**依頼内容 1:** 站椿に関する文章のうち、「実際に、陳炎林が楊家太極拳の」を含むところから始めて「とであったと書かれています。」で終わる部分を、一字一句変えずに打ち直してください。

**抜粋箇所:**

2010年09月11日

歩々是道場 「站椿 その9」

                     by のら (一般・武藝クラス所属)


 「站椿」を練らない太極拳が多くなった・・・
 そんな話を、よく耳にすることがあります。

 いやいや、果ては、
 『へぇ・・太極拳にも站椿があるんですか?』
 とか、
  『站椿は、意拳を創始したオー・コーサイさんが考えたんですよね。
   近ごろは太極拳も站椿をするようになったんですか?』
 などと、ノタマウ人まで居る始末───────

 アチョーッ、ドラゴン怒りの鉄拳!!・・と行きたいところですが、
 私のジツリキは、せいぜいタツノオトシゴ程度なので、
  『ええ、そりゃもー、站椿は太極拳にもありますとも!、ハハ・・』
 などとお茶を濁したりしております。(笑)

 最近東京から見学に来られた米国人なども、かの国で陳氏の有名老師に就いて長年学んでいながら、站椿 (zhan-zhuang) なんぞジャンジュアン(全然)知らンと言い・・ (^^;)
 それを聞いた私たちは大いに驚いたものでした。
 やはり、站椿を重視する所と、そうでないトコロに分かれるのでしょうか。

 実際に、陳炎林が楊家太極拳の全体系を著した『太極拳刀剣桿散手合編』には先人たちが行った古の訓練内容が説明されており、初学には先ず「馬歩站椿」を練り、これを基本功夫として長い期間を充てた後にようやく「十三勢套路」に入ることを許された、ということが記されています。
 また「十三勢」自体も、一勢一式ごとの訓練にそれぞれ数ヶ月の時間が充てられ、入門後、数年を経てもなお、套路が最後まで完成されないことはごく普通のことであったと書かれています。

 そのような教授方法を取る門派が、この時代に果たしてどれほど存在するのかは分かりませんが、武術としての太極拳にあっては、その方法は全く正しいと思えます。
 現に太極武藝館で行われている教授法は正にその方法が守られており、一般門人の私でさえ初めの5年間ほどは「文勢」と称される第五勢までのところを、ひたすら繰り返して練ることしか許されていませんでした。
 ごく普通の太極拳教室に通っている人がこれを聞いたら、ちょっと驚かれるかも知れません。当館の一般門人には、入門から数年を経ても未だ套路を最後まで教わっていない人が多く存在するのです。

 かつて毎日欠かさず老師の元に通い、或いは老師宅に住み込み、日々老師のもとで拳を練らない日は無かった時代にさえ、数年経っても套路が完成されなかったような教授法が存在したという事実は、動作を憶えさえすればどんどんその先を教えてくれることが多い今の時代から見れば、まさに隔世の感があります。

**依頼内容 2:** 以下の行から、「full」という文字列を含む行をすべて取り出し、そのまま示してください。

**確認対象データ:**
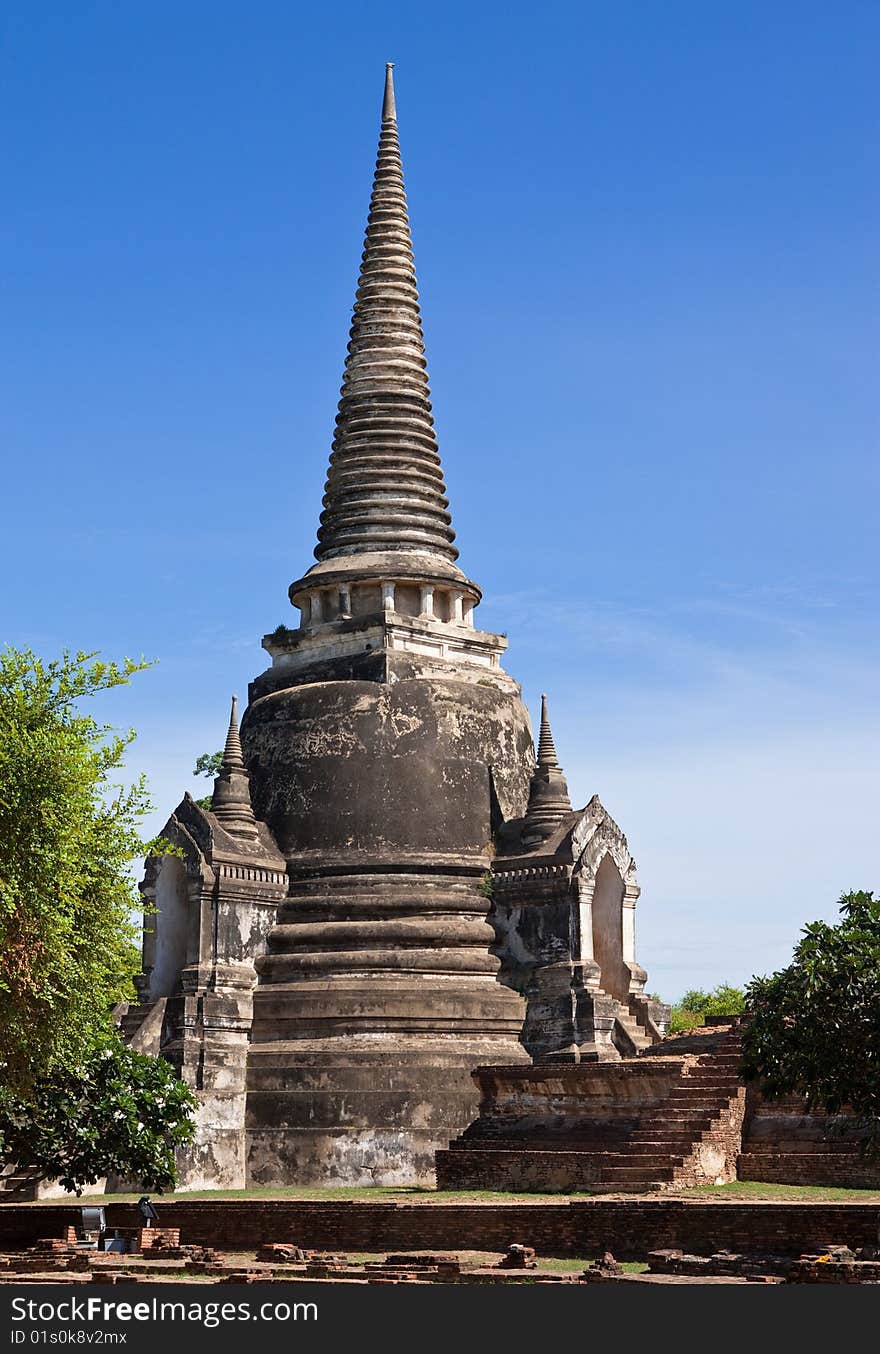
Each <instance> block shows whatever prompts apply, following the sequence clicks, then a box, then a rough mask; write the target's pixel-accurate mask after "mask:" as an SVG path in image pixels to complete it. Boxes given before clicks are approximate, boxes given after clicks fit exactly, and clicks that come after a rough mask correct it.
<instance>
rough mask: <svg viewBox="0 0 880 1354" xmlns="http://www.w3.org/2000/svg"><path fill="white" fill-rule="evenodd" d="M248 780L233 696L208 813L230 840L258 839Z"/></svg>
mask: <svg viewBox="0 0 880 1354" xmlns="http://www.w3.org/2000/svg"><path fill="white" fill-rule="evenodd" d="M249 780H250V777H249V776H248V768H246V766H245V758H244V754H242V751H241V738H240V737H238V697H237V696H233V703H232V711H230V714H229V728H227V731H226V746H225V747H223V761H222V765H221V769H219V773H218V776H217V780H215V781H214V795H213V802H211V812H213V814H214V816H215V818H217V819H218V821H219V822H221V823H222V825H223V827H225V829H226V831H227V833H232V835H233V837H256V835H257V822H256V818H255V815H253V807H252V804H250V784H249Z"/></svg>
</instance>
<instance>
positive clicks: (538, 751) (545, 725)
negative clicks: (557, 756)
mask: <svg viewBox="0 0 880 1354" xmlns="http://www.w3.org/2000/svg"><path fill="white" fill-rule="evenodd" d="M537 765H539V766H558V765H559V760H558V757H556V745H555V743H554V735H552V733H551V728H550V714H548V711H547V693H546V692H542V697H540V734H539V737H537Z"/></svg>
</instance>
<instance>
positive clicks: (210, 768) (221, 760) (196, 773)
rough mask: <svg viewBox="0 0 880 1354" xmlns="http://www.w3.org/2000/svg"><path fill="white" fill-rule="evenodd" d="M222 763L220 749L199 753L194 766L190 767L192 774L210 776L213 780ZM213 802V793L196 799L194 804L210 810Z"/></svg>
mask: <svg viewBox="0 0 880 1354" xmlns="http://www.w3.org/2000/svg"><path fill="white" fill-rule="evenodd" d="M222 765H223V751H222V749H221V750H219V751H218V753H199V756H198V757H196V761H195V766H194V768H192V774H194V776H210V777H211V780H214V779H215V777H217V776H219V772H221V766H222ZM213 803H214V796H213V795H206V796H204V798H203V799H196V804H199V806H200V807H202V808H207V810H208V812H210V810H211V806H213Z"/></svg>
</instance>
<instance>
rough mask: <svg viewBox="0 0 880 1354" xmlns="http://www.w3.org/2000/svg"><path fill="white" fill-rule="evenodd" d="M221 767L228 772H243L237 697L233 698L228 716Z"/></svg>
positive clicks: (242, 765)
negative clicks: (234, 770) (228, 770)
mask: <svg viewBox="0 0 880 1354" xmlns="http://www.w3.org/2000/svg"><path fill="white" fill-rule="evenodd" d="M223 766H225V768H227V769H229V770H244V769H245V758H244V754H242V751H241V738H240V737H238V697H237V696H233V708H232V712H230V715H229V730H227V731H226V746H225V747H223Z"/></svg>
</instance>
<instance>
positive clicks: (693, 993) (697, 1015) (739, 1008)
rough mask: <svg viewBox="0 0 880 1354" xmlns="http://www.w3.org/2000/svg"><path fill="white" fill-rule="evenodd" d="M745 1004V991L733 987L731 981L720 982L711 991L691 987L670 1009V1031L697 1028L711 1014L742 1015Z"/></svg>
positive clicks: (670, 1033) (743, 1009) (699, 988)
mask: <svg viewBox="0 0 880 1354" xmlns="http://www.w3.org/2000/svg"><path fill="white" fill-rule="evenodd" d="M745 1005H746V994H745V991H743V990H742V988H741V987H731V986H730V983H719V986H718V987H716V988H715V990H713V991H711V992H704V991H701V990H700V988H690V991H688V992H685V994H684V997H682V998H681V1001H680V1002H676V1005H674V1006H673V1009H672V1011H670V1016H669V1033H670V1034H681V1033H682V1032H684V1030H688V1029H695V1028H696V1026H699V1025H704V1024H705V1021H707V1017H711V1016H742V1013H743V1010H745Z"/></svg>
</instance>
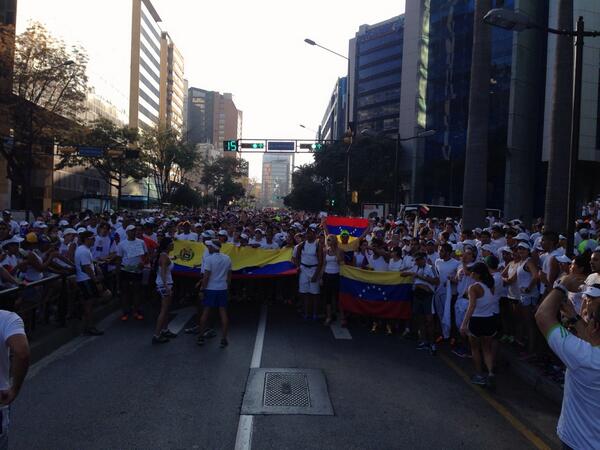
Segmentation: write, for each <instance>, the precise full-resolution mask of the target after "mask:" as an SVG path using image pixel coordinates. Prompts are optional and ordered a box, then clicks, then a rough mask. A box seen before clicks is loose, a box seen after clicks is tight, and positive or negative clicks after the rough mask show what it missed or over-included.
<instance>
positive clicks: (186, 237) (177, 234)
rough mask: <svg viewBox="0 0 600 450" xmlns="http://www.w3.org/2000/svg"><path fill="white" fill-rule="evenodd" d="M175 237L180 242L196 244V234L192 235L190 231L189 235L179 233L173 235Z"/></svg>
mask: <svg viewBox="0 0 600 450" xmlns="http://www.w3.org/2000/svg"><path fill="white" fill-rule="evenodd" d="M175 237H176V238H177V239H179V240H180V241H194V242H198V233H194V232H193V231H190V232H189V233H179V234H177V235H175Z"/></svg>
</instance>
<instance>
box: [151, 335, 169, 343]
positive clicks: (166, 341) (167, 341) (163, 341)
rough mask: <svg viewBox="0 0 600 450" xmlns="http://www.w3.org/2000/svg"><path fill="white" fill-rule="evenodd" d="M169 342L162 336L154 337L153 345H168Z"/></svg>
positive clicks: (165, 337)
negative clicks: (153, 344)
mask: <svg viewBox="0 0 600 450" xmlns="http://www.w3.org/2000/svg"><path fill="white" fill-rule="evenodd" d="M167 342H169V339H168V338H167V337H166V336H163V335H162V334H161V335H160V336H152V343H153V344H166V343H167Z"/></svg>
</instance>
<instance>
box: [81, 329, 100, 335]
mask: <svg viewBox="0 0 600 450" xmlns="http://www.w3.org/2000/svg"><path fill="white" fill-rule="evenodd" d="M83 334H85V335H86V336H102V335H104V331H100V330H99V329H98V328H96V327H90V328H86V329H85V330H84V332H83Z"/></svg>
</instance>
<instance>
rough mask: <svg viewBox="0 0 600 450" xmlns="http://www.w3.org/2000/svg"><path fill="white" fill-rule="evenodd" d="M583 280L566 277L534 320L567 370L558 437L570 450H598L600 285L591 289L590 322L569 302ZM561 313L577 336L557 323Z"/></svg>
mask: <svg viewBox="0 0 600 450" xmlns="http://www.w3.org/2000/svg"><path fill="white" fill-rule="evenodd" d="M580 285H581V280H580V279H579V278H578V277H577V276H575V275H569V276H566V277H564V278H563V279H562V280H561V281H560V282H559V283H557V284H556V285H555V288H554V289H552V290H551V291H550V293H549V294H548V295H547V296H546V298H545V299H544V301H543V302H542V304H541V305H540V306H539V308H538V310H537V312H536V315H535V319H536V321H537V324H538V327H539V328H540V331H541V332H542V334H544V336H546V339H547V341H548V345H549V346H550V348H551V349H552V350H553V351H554V353H555V354H556V355H557V356H558V357H559V358H560V359H561V361H562V362H563V363H564V364H565V365H566V366H567V372H566V374H565V388H564V394H563V403H562V410H561V413H560V418H559V420H558V426H557V434H558V437H559V438H560V440H561V441H562V442H563V448H565V449H574V450H578V449H592V448H598V443H599V442H600V420H598V411H600V285H598V286H586V287H585V290H584V291H583V294H584V296H588V297H589V298H590V299H591V302H590V303H589V305H588V311H587V321H586V320H585V319H583V318H581V317H580V316H579V315H577V314H576V313H575V311H574V310H573V308H572V306H570V305H571V303H570V302H568V301H567V299H568V293H569V292H579V288H580ZM559 310H562V313H563V316H564V317H565V318H566V319H567V322H568V323H569V324H570V325H571V326H572V327H574V328H575V329H576V330H577V336H575V335H573V334H571V333H570V332H569V331H568V330H567V329H565V328H564V327H563V326H562V325H561V324H560V323H559V322H558V320H557V315H558V312H559Z"/></svg>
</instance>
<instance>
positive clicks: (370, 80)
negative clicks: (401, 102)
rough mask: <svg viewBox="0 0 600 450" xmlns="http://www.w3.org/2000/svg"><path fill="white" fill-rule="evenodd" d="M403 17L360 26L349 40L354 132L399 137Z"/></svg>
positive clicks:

**作業結果 1:**
実際に、陳炎林が楊家太極拳の全体系を著した『太極拳刀剣桿散手合編』には先人たちが行った古の訓練内容が説明されており、初学には先ず「馬歩站椿」を練り、これを基本功夫として長い期間を充てた後にようやく「十三勢套路」に入ることを許された、ということが記されています。
 また「十三勢」自体も、一勢一式ごとの訓練にそれぞれ数ヶ月の時間が充てられ、入門後、数年を経てもなお、套路が最後まで完成されないことはごく普通のことであったと書かれています。

**作業結果 2:**
Segmentation: write, for each <instance>, the precise full-resolution mask of the target after "mask:" as an SVG path using image pixel coordinates. Prompts are optional and ordered a box, then clicks, then a rough mask. A box seen before clicks is loose, a box seen after clicks is tight, and positive or negative clicks after the rough mask show what it missed or over-included.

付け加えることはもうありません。